PROBLEM DETAILS =>
In the article on LinkedIn privacy settings, what does it say to turn on to further protect an account from being hacked?

A common question posed by many LinkedIn users (including clients who hire me to build their personal brand on LinkedIn) is how to protect their profile visibility and increase privacy. Though it may seem contrary to desire more privacy on a forward-facing site such as LinkedIn, there are many lawyers and professionals who want to restrict visibility and activity to others — whether by being incognito when searching or sharing updates to their profiles.
There are a few privacy settings on LinkedIn you can adjust for increased anonymity to protect your own searches or personal information that you don’t want others seeing. Below are examples of settings you may wish to consider turning on or off based on personal preference. Important to note, these will be located under the “settings and privacy” tab that you access when you click on “me” to view your profile.
Turn On “Private Mode” For Viewing Other Profiles
If you’re job searching, you may prefer to do so in private or stealth mode. This means that others will not see if you’ve viewed their profile. However, unless you are using LinkedIn Premium (LinkedIn’s paid service), LinkedIn will then preclude you from knowing who has viewed your profile if you’re in private mode.
I personally have my settings turned to private — I often research companies or persons of interest for clients to perform outreach to, and I don’t want these individuals seeing that I viewed them. I also research company executives at clients’ existing companies, so out of trust and confidence, I want my clients to know that the profiles I am viewing are done so in private mode.
The benefit to being in private mode is that you don’t have to worry about others knowing if you viewed them. For many job seekers, it provides them reassurance in proceeding with a confidential job search that’s already under the radar to begin with. This means you can engage in searches that are fully incognito without fear of others knowing you’ve glanced at their profile. It can also prevent the “oops” moments when you accidentally click on someone’s profile (and now that person has seen you viewed them).
Another area you’ll want to double check is your profile’s public visibility. In this section, you’ll see what others see when they’re not logged into LinkedIn. I recommend turning off your “articles and activity” if you want more restricted access to your profile’s activity as well as details to your experience section. Some clients elect to have their profile picture settings adjusted to only first-degree connections having access. Again, all of this is a matter of personal preference.
Email Addresses For Account Access
You should always utilize your personal email address for LinkedIn account access, particularly if you’re employed by a firm or a company (and not a solo practitioner). Make sure you also turn on two-step verification — this will further protect your account from being hacked. Do a routine check-up on your profile to see what email addresses are being utilized for your profile and always make sure the email address listed is a functioning one.

MATERIAL =>

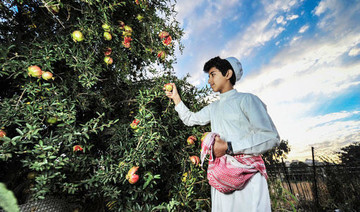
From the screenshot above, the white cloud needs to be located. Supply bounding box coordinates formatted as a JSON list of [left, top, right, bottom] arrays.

RESPONSE BELOW =>
Two-step verification.